**OBJETIVO**
Troque "even-odd fill rule" por "nonzero fill rule" em todos os registros abaixo e reescreva as linhas sem nenhuma outra alteração, deixando as imagens de fora.

**DADOS FORNECIDOS**
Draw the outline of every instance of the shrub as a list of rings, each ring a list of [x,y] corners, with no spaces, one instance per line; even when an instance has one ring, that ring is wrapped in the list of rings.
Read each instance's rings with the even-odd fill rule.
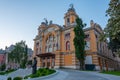
[[[4,71],[5,68],[6,68],[6,65],[5,65],[5,64],[2,64],[2,65],[0,66],[0,70],[1,70],[1,71]]]
[[[12,80],[12,78],[11,77],[8,77],[8,79],[7,80]]]
[[[13,80],[22,80],[22,77],[15,77]]]

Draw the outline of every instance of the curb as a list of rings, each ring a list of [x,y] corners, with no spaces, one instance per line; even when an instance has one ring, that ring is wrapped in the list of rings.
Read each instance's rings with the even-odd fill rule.
[[[56,72],[53,73],[53,74],[50,74],[50,75],[47,75],[47,76],[43,76],[43,77],[38,77],[38,78],[30,78],[30,79],[27,79],[27,80],[39,80],[39,79],[45,79],[45,78],[49,78],[49,77],[52,77],[52,76],[55,76],[59,73],[58,70],[55,70]]]

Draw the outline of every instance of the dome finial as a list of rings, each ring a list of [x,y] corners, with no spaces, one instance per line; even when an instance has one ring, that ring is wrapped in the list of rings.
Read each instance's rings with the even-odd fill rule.
[[[69,5],[71,9],[74,9],[74,5],[73,4],[70,4]]]
[[[70,6],[70,8],[68,9],[68,11],[75,11],[73,4],[70,4],[69,6]]]

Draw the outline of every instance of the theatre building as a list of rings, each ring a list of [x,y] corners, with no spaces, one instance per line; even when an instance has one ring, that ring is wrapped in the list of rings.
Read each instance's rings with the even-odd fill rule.
[[[42,22],[34,39],[34,54],[38,67],[78,69],[79,62],[75,56],[74,27],[78,17],[71,6],[64,15],[64,26]],[[100,42],[103,32],[100,25],[90,21],[90,27],[84,29],[86,41],[85,64],[94,65],[95,70],[114,70],[120,66],[119,58],[115,58],[107,47],[107,40]]]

**RESPOSTA DO EXERCÍCIO**
Draw the outline of every instance of the shrub as a list of rings, each ring a list of [x,y] corners, with no spaces, one instance per line; even when an instance has one ring, that ring is wrapped in the list of rings.
Read each instance's rings with the nonzero fill rule.
[[[4,71],[5,68],[6,68],[6,65],[5,65],[5,64],[2,64],[2,65],[0,66],[0,70],[1,70],[1,71]]]
[[[12,80],[12,78],[11,77],[8,77],[8,79],[7,80]]]
[[[13,80],[22,80],[22,77],[15,77]]]

Draw the outline of every instance of the curb as a list of rings, each ring a list of [x,y] corners, with no spaces, one instance per line; even when an instance has one ring, that ring is wrapped in the list of rings.
Read each instance's rings with the nonzero fill rule.
[[[56,72],[53,73],[53,74],[50,74],[50,75],[47,75],[47,76],[43,76],[43,77],[38,77],[38,78],[30,78],[30,79],[27,79],[27,80],[39,80],[39,79],[45,79],[45,78],[49,78],[49,77],[52,77],[52,76],[55,76],[59,73],[58,70],[55,70]]]

Draw the outline of every instance of the dome finial as a list of rings, each ring a list of [x,y] corners, with no spaces, one instance per line; even when an instance has one ring, that ring is wrapped in the list of rings.
Read each instance's rings with the nonzero fill rule.
[[[69,5],[71,9],[74,9],[74,5],[73,4],[70,4]]]
[[[70,6],[70,8],[68,9],[68,11],[75,11],[73,4],[70,4],[69,6]]]

Draw the outline of every instance of the theatre building as a list of rings, each ring a list of [x,y] corners, with no spaces, one instance per line; even when an instance has one ring, that ring is wrapped in the list of rings.
Read each instance's rings with the nonzero fill rule.
[[[42,22],[34,39],[34,54],[38,67],[78,69],[79,62],[75,56],[74,27],[78,17],[71,6],[64,15],[64,26]],[[100,42],[103,32],[100,25],[90,21],[90,27],[84,29],[86,41],[85,64],[94,65],[95,70],[114,70],[120,66],[119,58],[115,58],[107,47],[107,40]]]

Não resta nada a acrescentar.